Pick out every line in the entries below that contains the word "cable", and copy each such line.

INFORMATION GIVEN:
::::::
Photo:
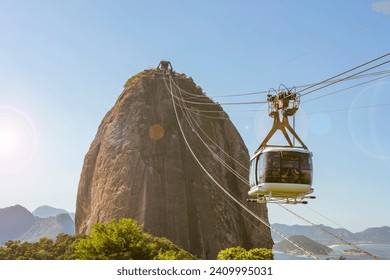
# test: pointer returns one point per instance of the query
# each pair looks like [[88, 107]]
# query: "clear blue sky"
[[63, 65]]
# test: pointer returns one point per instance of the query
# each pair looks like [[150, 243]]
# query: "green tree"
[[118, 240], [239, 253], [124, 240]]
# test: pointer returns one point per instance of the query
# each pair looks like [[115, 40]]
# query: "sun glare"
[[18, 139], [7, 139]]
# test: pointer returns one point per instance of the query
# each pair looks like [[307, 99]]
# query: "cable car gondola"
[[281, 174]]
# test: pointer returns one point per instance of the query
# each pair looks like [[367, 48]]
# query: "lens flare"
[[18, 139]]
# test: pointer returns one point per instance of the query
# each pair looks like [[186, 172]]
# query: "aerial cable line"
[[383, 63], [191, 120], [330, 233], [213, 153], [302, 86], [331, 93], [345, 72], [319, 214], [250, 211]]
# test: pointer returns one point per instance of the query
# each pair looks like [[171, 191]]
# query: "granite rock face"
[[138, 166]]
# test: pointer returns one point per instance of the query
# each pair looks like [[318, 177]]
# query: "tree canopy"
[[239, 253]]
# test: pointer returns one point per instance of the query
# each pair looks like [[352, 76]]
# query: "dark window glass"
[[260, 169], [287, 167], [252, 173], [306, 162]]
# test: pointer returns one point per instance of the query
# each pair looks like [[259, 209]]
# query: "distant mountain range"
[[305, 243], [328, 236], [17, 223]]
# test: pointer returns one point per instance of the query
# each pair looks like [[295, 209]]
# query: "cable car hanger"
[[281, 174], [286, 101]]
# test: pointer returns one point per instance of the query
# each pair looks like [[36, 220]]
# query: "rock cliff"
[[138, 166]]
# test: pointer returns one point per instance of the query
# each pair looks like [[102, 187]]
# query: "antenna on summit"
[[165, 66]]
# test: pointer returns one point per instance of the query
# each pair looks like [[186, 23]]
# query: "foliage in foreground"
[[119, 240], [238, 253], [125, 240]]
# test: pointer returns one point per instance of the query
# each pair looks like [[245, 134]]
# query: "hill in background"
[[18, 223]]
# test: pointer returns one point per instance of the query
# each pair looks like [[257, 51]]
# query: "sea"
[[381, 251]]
::::::
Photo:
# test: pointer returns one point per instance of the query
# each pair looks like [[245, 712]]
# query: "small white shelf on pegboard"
::::::
EXERCISE RESULT:
# query: "cable car gondola"
# query: "aerial cable line"
# query: "cable car hanger"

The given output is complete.